> TEXTE FOURNI:
++++++

Avec ses villes engorgées à la circulation chaotique, le géant asiatique semble un terrain compliqué pour tester des véhicules sans chauffeur. Mais les essais s’y multiplient, faisant du pays, premier marché automobile mondial, un eldorado de cette technologie pouvant précisément remédier aux embouteillages chroniques.

Aux Etats-Unis, l’accident courant mars d’un véhicule autonome du géant des VTC Uber a tué une piétonne, ravivant les craintes sur la fiabilité des solutions développées… et la perspective d’un durcissement réglementaire.

L’Arizona a interdit à Uber de poursuivre ses expérimentations sur ses routes, tandis que le japonais Toyota suspendait ses propres tests.

Contraste frappant: quelques jours après, le géant internet chinois Baidu recevait le feu vert de la municipalité de Pékin pour tester une voiture autonome dans la capitale chinoise, à la suite du constructeur local BAIC et de la startup Nio dans d’autres villes.

Et mi-avril, Pékin établissait « une feuille de route nationale » pour accélérer l’essor de véhicules intelligents.

++++++

> TÂCHES À FAIRE:
#1 Reproduisez fidèlement le passage du texte sur les voitures autonomes en Chine qui va de "Contraste frappant: quelques" jusqu'à "de véhicules intelligents.".
#2 Répondez à ces questions d'après le texte sur les voitures autonomes en Chine :
(a) Quel État américain a interdit à Uber de poursuivre ses expérimentations sur ses routes ?
(b) Quelle entreprise a obtenu le feu vert de la municipalité de Pékin pour tester une voiture autonome dans la capitale chinoise ?
(c) À quel moment Pékin a-t-il établi une feuille de route nationale pour les véhicules intelligents ?
#3 Rédigez, s'il vous plaît, la suite du texte sur les voitures autonomes en Chine, à partir de sa dernière phrase.
Les enregistrements ci-dessous constituent une matière à part, distincte du texte.

> CONTENU DES DONNÉES:
++++++

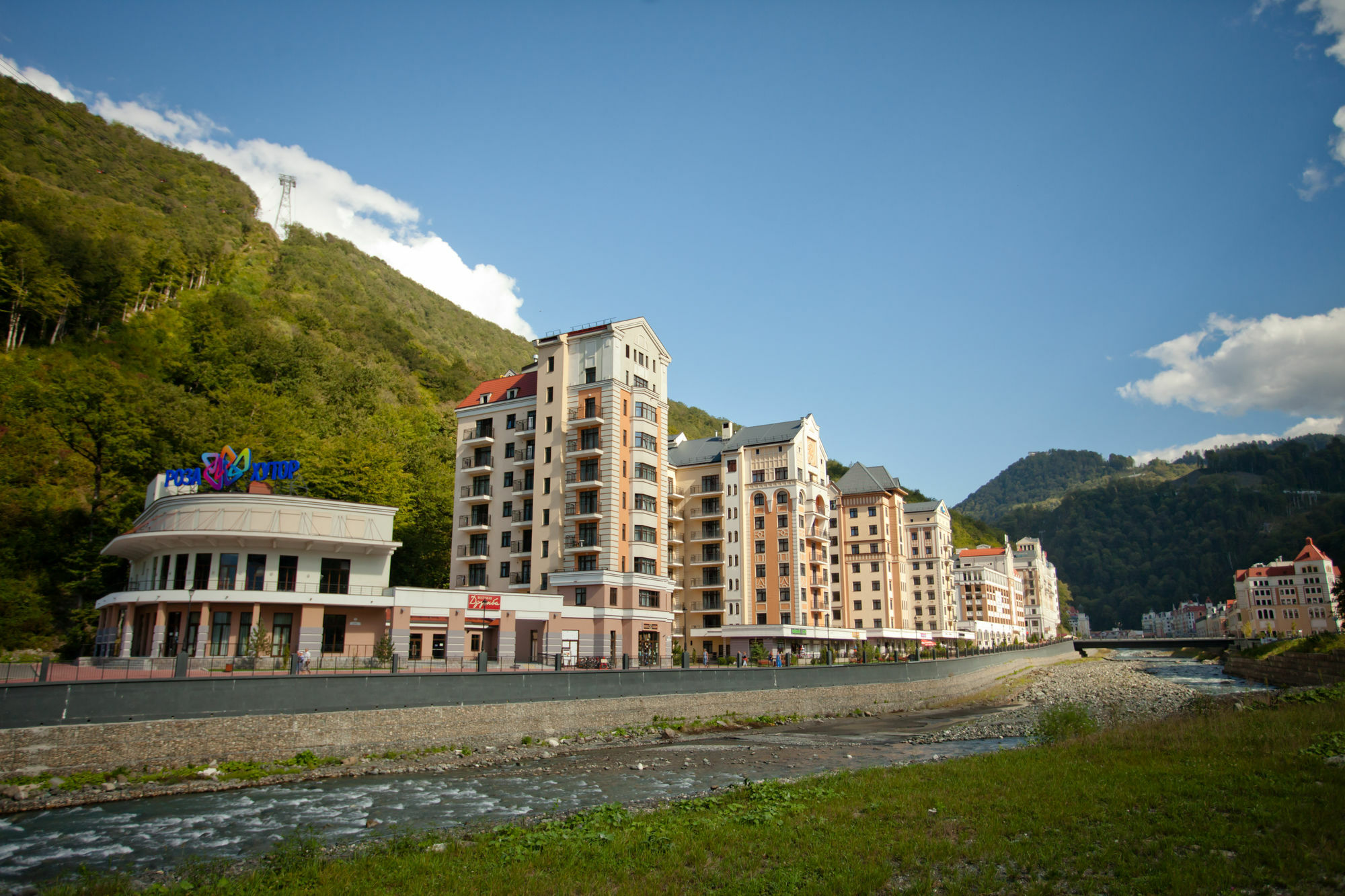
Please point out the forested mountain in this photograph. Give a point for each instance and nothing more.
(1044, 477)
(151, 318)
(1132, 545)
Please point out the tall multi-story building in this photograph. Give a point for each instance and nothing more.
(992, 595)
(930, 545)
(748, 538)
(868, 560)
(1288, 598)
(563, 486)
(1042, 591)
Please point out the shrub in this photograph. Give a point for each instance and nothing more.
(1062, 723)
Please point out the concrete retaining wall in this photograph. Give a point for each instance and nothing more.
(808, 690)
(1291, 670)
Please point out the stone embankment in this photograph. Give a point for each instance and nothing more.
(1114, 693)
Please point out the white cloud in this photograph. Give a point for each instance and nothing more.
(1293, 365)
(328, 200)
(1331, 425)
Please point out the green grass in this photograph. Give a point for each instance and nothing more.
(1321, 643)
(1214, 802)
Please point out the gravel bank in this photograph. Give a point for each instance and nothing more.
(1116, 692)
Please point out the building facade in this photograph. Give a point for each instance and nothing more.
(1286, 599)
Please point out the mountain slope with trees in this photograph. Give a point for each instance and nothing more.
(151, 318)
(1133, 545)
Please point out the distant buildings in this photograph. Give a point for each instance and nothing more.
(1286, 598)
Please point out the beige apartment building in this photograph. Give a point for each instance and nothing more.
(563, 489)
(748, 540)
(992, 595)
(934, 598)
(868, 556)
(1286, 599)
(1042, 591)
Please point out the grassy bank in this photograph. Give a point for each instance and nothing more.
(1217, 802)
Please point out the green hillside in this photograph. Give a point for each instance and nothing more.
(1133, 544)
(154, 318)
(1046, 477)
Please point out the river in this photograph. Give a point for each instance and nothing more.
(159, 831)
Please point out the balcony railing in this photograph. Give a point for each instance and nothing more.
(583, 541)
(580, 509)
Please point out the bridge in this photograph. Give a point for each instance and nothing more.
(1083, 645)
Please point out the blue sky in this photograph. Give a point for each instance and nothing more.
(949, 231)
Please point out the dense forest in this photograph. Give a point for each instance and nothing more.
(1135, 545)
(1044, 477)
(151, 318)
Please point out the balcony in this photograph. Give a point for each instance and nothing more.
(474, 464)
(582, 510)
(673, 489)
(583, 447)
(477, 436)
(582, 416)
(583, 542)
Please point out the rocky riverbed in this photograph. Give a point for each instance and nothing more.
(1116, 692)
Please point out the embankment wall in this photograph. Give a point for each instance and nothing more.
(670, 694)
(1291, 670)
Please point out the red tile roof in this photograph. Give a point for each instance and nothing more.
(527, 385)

++++++

> RÉSULTATS FINAUX:
#1
Contraste frappant: quelques jours après, le géant internet chinois Baidu recevait le feu vert de la municipalité de Pékin pour tester une voiture autonome dans la capitale chinoise, à la suite du constructeur local BAIC et de la startup Nio dans d’autres villes.

Et mi-avril, Pékin établissait « une feuille de route nationale » pour accélérer l’essor de véhicules intelligents.

#2
(a) L'Arizona.
(b) Le géant internet chinois Baidu.
(c) Mi-avril.

#3
Avec ses géants technologiques et l’appui des autorités, « la Chine a un écosystème meilleur que la Silicon Valley, qui sera plus prudente par crainte des procès après l’accident d’Uber », observe Ferdinand Dudenhöffer, directeur du Center Automotive Research, basé en Allemagne.

Illustration avec Toyota, qui entend désormais reprendre ses tests… en Chine.

– L’ogre Baidu –
Autre atout: l’avance des groupes télécoms chinois (Huawei, ZTE) dans la 5G, l’internet mobile ultra-rapide indispensable aux voitures autonomes, ajoute l’analyste. « D’ici 2025, la Chine veut la 5G sur l’ensemble du territoire. Elle est très loin devant l’Europe. »

Enfin, le potentiel colossal du marché chinois « attire les investissements des constructeurs » qui en font leur laboratoire, abonde Jeremy Carlson, du cabinet IHS. « Mais c’est un marathon, pas un sprint… »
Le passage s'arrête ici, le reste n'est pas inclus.